EXERCISE TEXT —
There’s a new kind of sweat equity making waves in Austin, and this time, it’s digital. Sweatpals just locked in a $12M seed round co-led by Patron, a16z speedrun, and Kevin Hart’s HartBeat Ventures to scale what might be the most human tech product in the wellness world: connection through movement.
Founded in 2022 by Salar Shahini (CEO) and Mandi Zhou (Chief Product Officer), Sweatpals isn’t selling workouts, it’s selling belonging. The story started when Shahini, an immigrant from Iran, realized after visiting 250 cities for his last company that no matter the zip code or language, fitness was the fastest way to find your people. Zhou, who immigrated from China at 14, learned the same lesson through a different struggle, turning to sports as both medicine and language when she first landed in the U.S. That shared truth became the DNA of Sweatpals: communities built one rep, one run, one hike at a time.
What makes Sweatpals different is it doesn’t just help you find a yoga class, it powers the ecosystem behind it. It’s the operating system for fitness hosts, instructors, and wellness entrepreneurs: ticketing, payments, waivers, messaging, analytics, even SMS and email marketing, all in one platform built for growth. The results speak louder than any marketing deck: 1M+ monthly users, 170K weekly actives, 20K new experiences in a single month, and a run club movement that’s up 216% YoY. The top 1% of hosts earn up to $2M a year. This isn’t just a social app; it’s an economy.
Backing comes from heavy hitters. Max Mullen of Instacart, Jeffrey Katzenberg of WndrCo, and Deb Liu, ex-CEO of Ancestry, joined the round. Patron’s Brian Cho, Jason Yeh, and Amber Atherton bring the gaming and community building firepower from Riot Games and Discord. And then there’s Kevin Hart, who saw Sweatpals as “the future of how we connect.” Hard to argue with that.
The company is now active in 24 U.S. cities and gunning for 36 by early 2026. The $12M will fuel product expansion, better monetization tools, and new features for gyms and large-scale organizers. Salar Shahini and Mandi Zhou are betting that wellness is the new nightlife, and so far, the data backs it up. Gen Z and Millennials are skipping bars for bootcamps, proving connection hits harder when you break a sweat for it.

EXTRACTED MATERIAL —
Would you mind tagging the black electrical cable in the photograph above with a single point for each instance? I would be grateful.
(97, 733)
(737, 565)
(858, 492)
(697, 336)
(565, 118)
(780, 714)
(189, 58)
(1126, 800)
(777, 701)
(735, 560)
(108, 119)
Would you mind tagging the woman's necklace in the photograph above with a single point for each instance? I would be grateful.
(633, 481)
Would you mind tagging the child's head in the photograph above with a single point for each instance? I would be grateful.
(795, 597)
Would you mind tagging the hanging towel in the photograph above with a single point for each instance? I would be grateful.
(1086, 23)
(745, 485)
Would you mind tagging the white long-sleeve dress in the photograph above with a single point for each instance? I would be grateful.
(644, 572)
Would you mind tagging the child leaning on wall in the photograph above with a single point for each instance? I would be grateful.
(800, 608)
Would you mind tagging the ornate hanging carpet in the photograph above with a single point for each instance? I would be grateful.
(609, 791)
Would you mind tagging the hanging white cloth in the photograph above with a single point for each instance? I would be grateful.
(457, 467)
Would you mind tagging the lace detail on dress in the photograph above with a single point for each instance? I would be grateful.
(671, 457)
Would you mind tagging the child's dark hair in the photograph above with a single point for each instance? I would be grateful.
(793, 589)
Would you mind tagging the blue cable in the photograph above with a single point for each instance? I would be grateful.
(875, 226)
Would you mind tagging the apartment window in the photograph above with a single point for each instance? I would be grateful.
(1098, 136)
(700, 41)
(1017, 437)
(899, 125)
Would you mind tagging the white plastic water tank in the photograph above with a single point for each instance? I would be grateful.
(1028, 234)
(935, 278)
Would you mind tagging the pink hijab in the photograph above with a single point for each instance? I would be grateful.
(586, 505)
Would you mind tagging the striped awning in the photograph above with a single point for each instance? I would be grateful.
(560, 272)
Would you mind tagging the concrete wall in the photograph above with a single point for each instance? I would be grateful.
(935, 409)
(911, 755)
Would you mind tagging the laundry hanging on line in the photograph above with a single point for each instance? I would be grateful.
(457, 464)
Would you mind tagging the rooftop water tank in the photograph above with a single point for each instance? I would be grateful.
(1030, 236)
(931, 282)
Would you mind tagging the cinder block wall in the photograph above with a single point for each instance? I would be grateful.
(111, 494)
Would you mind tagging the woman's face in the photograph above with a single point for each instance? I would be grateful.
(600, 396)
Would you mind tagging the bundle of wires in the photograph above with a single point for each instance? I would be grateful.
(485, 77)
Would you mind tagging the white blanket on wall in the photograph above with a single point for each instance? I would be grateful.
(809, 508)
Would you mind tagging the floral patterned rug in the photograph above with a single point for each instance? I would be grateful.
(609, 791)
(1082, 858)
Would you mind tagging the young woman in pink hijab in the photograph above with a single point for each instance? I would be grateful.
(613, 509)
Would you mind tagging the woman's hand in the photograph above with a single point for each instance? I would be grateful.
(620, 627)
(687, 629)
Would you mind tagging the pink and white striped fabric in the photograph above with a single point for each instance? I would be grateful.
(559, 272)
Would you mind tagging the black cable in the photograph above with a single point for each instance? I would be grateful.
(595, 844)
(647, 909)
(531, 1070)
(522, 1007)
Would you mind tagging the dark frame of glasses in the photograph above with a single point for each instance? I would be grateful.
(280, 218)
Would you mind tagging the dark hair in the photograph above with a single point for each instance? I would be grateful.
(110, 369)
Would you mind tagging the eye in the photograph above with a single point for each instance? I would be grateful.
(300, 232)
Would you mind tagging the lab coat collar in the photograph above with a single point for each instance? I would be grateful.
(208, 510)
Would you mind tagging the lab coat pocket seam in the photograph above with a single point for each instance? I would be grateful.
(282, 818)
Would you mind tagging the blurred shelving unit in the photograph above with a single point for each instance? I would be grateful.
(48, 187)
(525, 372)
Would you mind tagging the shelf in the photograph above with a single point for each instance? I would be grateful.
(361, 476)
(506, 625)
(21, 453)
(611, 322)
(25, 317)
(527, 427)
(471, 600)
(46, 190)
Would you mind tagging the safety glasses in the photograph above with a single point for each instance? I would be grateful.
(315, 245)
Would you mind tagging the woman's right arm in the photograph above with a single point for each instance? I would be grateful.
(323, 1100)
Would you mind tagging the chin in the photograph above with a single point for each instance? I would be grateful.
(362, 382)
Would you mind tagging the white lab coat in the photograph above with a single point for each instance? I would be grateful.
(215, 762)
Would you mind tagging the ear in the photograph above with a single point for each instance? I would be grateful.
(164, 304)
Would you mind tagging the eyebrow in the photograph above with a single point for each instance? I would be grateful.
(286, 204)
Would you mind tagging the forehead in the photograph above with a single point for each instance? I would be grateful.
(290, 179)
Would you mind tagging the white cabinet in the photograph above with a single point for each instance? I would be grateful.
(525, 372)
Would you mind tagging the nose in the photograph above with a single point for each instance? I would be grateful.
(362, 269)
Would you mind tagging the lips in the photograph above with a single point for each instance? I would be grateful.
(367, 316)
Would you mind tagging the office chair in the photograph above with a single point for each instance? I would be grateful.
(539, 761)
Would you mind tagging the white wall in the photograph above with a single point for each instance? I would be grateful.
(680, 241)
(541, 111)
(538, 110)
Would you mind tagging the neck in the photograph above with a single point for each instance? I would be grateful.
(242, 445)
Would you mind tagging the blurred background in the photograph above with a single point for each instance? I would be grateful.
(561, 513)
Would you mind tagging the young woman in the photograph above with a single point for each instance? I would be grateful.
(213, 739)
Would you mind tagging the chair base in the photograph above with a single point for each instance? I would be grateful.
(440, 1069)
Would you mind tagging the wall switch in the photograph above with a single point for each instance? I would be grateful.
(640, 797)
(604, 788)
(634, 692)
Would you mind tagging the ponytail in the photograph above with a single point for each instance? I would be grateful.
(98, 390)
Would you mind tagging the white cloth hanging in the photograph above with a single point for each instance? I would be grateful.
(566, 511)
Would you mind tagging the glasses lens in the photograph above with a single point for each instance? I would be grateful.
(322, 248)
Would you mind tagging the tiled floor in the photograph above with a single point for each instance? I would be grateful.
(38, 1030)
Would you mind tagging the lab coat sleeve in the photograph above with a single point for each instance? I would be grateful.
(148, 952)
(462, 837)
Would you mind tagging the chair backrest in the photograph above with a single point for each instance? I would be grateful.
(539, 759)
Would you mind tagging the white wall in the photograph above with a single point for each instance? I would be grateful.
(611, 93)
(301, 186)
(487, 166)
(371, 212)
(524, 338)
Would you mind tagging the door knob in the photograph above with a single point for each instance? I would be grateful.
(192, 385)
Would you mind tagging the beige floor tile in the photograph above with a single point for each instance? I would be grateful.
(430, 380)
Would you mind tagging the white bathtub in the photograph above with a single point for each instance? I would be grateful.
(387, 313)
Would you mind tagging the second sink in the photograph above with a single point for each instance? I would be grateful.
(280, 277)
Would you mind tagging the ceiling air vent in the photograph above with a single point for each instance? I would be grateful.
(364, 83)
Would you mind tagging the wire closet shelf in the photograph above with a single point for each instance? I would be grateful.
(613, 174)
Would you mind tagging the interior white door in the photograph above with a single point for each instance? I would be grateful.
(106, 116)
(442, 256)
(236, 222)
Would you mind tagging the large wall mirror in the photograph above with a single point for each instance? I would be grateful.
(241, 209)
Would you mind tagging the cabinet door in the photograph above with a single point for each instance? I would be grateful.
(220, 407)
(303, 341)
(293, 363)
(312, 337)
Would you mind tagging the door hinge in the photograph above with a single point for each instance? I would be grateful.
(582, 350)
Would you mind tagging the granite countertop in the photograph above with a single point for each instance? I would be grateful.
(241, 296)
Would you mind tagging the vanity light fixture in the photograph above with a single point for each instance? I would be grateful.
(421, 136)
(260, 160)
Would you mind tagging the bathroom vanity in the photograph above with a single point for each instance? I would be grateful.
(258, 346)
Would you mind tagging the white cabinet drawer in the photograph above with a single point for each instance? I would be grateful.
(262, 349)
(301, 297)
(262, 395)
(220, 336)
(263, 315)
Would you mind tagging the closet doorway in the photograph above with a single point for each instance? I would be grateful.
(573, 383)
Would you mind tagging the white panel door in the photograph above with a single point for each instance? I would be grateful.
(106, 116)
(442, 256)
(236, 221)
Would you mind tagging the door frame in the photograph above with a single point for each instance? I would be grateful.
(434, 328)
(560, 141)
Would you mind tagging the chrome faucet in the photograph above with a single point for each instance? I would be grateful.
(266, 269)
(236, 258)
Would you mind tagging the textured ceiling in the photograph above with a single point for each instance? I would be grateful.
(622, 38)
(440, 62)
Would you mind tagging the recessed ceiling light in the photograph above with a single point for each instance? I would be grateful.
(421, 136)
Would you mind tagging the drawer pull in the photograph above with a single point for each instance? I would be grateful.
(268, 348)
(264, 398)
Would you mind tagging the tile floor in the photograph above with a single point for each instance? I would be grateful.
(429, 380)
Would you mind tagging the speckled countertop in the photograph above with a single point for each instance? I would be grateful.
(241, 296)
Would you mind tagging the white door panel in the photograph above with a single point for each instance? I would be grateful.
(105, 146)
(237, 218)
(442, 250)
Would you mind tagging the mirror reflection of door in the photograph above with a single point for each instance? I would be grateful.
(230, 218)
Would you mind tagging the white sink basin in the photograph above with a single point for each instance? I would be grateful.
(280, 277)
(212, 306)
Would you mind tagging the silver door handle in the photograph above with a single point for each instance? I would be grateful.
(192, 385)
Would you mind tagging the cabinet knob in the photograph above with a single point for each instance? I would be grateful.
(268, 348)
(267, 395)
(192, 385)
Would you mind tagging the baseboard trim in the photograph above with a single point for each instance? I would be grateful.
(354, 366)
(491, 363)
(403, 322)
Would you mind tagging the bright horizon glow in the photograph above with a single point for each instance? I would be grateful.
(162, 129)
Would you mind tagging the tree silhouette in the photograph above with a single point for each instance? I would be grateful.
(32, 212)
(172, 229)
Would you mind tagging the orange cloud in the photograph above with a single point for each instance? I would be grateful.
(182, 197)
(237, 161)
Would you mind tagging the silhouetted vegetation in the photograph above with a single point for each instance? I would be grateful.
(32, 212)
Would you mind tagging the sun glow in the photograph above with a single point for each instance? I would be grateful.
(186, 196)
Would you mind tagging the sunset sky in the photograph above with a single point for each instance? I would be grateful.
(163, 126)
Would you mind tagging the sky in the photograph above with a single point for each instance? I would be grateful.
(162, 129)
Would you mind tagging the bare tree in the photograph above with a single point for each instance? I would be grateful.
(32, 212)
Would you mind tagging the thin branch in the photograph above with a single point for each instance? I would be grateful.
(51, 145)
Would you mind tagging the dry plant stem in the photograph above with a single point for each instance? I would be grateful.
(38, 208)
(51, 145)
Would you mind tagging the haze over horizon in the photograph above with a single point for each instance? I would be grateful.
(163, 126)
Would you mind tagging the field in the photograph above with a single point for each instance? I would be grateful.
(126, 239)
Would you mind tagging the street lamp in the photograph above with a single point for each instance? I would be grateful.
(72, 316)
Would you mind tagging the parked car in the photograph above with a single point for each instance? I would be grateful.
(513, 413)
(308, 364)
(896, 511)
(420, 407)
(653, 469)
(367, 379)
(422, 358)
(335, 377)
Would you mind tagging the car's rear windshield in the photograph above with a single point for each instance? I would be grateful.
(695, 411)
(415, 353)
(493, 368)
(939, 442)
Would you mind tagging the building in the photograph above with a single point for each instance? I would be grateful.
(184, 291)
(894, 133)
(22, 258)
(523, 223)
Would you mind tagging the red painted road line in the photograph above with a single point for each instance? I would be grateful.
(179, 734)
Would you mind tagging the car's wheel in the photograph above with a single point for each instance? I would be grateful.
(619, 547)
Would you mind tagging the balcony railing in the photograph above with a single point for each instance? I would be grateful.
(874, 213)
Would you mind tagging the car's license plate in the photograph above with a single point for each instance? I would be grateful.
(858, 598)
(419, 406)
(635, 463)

YOUR TASK —
Answer these questions using the Sweatpals article.
1. In what year was Sweatpals founded?
2. How many weekly active users does Sweatpals have?
3. How many U.S. cities does the company aim to be active in by early 2026?

RESULT OF THIS EXERCISE —
1. 2022
2. 170K
3. 36